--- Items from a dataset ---
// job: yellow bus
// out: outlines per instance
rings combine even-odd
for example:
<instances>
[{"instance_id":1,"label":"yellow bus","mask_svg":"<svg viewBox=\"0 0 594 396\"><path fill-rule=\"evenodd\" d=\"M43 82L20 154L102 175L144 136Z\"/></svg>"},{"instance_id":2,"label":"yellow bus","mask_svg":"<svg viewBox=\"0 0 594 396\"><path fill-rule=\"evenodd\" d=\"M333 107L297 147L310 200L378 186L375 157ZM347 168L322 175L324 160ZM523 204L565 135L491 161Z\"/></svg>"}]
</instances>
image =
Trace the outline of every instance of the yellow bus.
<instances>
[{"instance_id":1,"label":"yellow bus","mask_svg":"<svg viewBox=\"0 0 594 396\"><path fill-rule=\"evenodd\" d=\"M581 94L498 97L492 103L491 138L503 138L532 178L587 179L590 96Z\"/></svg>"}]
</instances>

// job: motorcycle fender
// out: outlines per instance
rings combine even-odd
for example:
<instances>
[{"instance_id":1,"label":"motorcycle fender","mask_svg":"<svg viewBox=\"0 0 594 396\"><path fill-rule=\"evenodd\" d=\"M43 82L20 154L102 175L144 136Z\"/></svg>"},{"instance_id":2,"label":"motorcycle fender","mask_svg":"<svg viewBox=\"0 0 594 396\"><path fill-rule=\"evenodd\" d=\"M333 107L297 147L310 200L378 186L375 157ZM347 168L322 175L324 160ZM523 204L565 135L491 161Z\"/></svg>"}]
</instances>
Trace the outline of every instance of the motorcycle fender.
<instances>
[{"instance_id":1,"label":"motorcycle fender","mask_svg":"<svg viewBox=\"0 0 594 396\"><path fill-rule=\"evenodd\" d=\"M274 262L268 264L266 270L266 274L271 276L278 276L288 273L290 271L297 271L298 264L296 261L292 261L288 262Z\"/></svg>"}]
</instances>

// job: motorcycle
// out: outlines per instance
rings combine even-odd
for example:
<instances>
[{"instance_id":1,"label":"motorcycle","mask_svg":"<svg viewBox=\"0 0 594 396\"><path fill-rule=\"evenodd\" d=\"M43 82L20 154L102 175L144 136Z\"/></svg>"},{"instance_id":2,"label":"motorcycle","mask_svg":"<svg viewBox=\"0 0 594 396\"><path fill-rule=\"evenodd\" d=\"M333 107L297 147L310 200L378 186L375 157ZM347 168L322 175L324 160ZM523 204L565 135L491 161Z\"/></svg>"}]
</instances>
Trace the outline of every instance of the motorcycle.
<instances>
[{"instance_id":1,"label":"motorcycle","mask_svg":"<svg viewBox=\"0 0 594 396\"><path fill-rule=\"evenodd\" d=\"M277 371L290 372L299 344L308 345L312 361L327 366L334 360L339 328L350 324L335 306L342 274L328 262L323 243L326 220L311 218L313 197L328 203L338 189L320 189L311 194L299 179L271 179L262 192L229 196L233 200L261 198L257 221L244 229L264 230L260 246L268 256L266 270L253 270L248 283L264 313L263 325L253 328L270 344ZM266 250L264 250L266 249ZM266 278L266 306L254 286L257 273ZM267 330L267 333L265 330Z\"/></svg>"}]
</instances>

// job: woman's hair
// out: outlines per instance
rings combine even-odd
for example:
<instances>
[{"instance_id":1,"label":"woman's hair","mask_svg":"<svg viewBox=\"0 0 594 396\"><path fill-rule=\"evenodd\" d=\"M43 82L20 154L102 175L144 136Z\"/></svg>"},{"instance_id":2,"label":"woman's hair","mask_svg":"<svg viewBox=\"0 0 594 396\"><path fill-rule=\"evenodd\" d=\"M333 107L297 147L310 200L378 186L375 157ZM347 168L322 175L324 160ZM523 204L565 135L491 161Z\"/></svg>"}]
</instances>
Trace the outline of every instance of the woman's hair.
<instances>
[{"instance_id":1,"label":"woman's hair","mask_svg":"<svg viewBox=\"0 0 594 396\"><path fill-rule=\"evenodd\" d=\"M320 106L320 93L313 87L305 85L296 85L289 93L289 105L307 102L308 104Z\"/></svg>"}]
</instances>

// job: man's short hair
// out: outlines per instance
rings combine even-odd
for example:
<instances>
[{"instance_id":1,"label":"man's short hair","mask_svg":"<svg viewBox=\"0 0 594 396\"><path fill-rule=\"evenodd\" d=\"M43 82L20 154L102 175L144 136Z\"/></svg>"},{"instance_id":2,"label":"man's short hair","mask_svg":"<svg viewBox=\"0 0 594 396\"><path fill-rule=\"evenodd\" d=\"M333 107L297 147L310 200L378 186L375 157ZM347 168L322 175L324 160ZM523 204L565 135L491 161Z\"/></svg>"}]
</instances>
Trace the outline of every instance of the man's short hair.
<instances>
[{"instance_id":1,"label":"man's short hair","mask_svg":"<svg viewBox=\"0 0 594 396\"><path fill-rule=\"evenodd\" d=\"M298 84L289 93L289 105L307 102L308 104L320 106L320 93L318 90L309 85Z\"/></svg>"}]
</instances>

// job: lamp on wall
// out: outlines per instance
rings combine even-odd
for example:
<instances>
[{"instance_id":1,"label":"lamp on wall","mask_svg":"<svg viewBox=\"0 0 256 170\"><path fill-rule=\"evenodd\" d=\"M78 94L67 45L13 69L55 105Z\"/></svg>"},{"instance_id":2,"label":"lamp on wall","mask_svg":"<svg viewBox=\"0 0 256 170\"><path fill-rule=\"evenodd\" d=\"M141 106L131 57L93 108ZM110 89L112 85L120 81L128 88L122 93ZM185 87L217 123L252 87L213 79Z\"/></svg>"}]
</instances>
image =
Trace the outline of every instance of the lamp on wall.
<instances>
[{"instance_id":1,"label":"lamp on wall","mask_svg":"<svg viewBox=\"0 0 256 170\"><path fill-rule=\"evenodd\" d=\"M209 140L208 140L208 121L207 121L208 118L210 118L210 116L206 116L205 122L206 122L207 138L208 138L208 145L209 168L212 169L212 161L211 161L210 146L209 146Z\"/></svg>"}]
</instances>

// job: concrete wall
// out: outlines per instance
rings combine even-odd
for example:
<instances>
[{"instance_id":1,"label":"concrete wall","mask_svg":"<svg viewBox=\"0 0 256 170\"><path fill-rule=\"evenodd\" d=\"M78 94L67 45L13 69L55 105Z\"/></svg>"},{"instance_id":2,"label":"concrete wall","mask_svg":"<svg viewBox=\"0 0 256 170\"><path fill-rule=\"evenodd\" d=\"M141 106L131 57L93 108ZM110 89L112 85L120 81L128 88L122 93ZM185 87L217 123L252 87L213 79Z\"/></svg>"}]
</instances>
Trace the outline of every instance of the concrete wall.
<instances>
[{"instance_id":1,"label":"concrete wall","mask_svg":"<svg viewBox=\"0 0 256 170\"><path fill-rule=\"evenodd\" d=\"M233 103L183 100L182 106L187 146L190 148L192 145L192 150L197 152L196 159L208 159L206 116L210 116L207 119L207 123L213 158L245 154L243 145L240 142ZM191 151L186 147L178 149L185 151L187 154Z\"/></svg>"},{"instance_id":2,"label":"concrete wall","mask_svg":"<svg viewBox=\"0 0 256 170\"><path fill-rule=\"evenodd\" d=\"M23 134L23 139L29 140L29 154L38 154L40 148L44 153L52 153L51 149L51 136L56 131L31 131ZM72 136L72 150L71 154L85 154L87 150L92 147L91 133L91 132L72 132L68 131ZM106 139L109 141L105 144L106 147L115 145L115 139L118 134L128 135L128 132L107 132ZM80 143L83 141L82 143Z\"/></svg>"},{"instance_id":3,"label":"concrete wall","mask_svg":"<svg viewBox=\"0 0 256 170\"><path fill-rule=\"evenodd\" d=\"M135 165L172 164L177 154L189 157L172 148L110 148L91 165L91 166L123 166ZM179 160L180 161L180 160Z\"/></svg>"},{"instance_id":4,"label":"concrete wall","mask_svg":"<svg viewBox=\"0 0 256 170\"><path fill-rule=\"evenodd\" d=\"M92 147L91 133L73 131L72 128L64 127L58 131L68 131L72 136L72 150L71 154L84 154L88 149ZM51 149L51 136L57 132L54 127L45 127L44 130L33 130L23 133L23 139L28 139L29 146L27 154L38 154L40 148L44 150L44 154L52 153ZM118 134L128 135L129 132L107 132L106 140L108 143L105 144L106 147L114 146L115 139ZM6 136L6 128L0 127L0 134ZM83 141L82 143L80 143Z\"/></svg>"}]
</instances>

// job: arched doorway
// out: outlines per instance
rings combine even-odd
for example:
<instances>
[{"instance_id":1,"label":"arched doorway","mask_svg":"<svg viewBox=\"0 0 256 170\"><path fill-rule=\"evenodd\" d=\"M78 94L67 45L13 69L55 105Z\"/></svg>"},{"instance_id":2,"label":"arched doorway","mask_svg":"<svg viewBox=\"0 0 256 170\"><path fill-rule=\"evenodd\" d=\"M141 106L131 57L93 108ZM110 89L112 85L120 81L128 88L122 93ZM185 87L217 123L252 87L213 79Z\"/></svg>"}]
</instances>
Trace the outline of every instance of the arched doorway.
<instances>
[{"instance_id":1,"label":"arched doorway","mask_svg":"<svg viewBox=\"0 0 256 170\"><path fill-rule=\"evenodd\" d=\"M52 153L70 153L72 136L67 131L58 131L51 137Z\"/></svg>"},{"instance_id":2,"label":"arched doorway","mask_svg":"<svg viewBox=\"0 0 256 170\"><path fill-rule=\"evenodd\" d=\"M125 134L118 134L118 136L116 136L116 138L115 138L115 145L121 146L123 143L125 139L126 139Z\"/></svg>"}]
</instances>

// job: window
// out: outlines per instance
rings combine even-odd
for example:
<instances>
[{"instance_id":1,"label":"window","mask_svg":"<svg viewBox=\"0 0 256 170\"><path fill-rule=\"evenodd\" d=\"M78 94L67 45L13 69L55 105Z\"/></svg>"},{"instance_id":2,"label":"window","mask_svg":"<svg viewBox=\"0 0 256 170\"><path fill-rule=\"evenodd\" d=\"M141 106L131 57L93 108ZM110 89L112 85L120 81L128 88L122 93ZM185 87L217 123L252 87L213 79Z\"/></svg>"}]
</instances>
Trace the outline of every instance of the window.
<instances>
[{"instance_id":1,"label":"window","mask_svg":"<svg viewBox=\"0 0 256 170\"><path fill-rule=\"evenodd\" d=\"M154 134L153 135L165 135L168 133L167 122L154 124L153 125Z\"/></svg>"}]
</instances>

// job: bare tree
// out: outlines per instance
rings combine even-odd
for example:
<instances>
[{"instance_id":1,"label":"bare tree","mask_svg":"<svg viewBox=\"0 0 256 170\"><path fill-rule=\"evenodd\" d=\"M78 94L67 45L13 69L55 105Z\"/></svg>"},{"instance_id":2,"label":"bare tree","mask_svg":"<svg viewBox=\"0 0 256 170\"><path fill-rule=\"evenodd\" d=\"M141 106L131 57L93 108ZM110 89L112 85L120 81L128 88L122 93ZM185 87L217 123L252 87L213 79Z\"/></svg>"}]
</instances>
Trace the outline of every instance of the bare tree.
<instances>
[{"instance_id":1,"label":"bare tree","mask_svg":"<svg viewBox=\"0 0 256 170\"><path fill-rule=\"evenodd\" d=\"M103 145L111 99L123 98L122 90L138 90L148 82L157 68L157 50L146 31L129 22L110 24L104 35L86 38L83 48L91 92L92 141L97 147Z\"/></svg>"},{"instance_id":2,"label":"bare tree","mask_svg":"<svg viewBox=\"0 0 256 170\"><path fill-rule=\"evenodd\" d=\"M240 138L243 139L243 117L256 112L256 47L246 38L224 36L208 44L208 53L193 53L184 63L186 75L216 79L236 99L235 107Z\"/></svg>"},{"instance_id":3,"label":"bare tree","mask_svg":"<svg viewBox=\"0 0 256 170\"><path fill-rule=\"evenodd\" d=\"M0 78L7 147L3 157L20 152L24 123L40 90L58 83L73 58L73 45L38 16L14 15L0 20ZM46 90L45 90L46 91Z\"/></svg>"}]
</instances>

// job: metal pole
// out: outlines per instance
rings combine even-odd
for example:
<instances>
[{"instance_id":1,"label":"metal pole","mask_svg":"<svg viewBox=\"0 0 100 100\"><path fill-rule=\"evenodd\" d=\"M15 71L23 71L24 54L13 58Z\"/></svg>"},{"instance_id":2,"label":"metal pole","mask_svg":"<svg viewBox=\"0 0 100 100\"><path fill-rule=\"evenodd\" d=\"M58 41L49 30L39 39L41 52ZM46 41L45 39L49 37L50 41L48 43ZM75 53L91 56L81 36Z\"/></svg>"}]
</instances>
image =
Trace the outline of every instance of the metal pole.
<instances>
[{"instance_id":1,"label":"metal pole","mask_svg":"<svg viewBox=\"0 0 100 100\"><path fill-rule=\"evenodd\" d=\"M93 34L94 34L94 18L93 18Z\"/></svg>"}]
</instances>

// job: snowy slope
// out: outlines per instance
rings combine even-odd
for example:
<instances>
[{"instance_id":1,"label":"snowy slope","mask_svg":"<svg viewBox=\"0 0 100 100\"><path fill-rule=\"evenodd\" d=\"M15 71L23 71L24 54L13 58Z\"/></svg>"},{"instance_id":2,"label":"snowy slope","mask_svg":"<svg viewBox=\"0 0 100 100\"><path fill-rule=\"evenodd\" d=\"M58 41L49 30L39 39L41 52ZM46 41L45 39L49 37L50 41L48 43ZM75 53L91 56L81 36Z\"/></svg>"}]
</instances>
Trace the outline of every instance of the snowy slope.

--- PROBLEM TO SOLVE ---
Retype nothing except the lines from the line holding "job: metal pole" through the last line of the entries, both included.

--- EXERCISE SOLUTION ---
// job: metal pole
// out: outlines per instance
rings combine even-odd
for example:
<instances>
[{"instance_id":1,"label":"metal pole","mask_svg":"<svg viewBox=\"0 0 100 100\"><path fill-rule=\"evenodd\" d=\"M15 71L23 71L24 54L13 58Z\"/></svg>"},{"instance_id":2,"label":"metal pole","mask_svg":"<svg viewBox=\"0 0 100 100\"><path fill-rule=\"evenodd\" d=\"M58 41L49 30L39 39L41 52ZM46 41L45 39L49 37L50 41L48 43ZM75 53L91 56L81 36Z\"/></svg>"}]
</instances>
image =
Trace the outline of every instance of the metal pole.
<instances>
[{"instance_id":1,"label":"metal pole","mask_svg":"<svg viewBox=\"0 0 100 100\"><path fill-rule=\"evenodd\" d=\"M93 34L94 34L94 18L93 18Z\"/></svg>"}]
</instances>

// job: snowy slope
// out: outlines per instance
rings combine even-odd
for example:
<instances>
[{"instance_id":1,"label":"snowy slope","mask_svg":"<svg viewBox=\"0 0 100 100\"><path fill-rule=\"evenodd\" d=\"M15 71L23 71L24 54L13 58Z\"/></svg>"},{"instance_id":2,"label":"snowy slope","mask_svg":"<svg viewBox=\"0 0 100 100\"><path fill-rule=\"evenodd\" d=\"M58 41L49 30L39 39L41 52ZM46 41L45 39L49 37L50 41L48 43ZM75 53L91 56L81 36Z\"/></svg>"}]
</instances>
Trace the outline of every instance of the snowy slope.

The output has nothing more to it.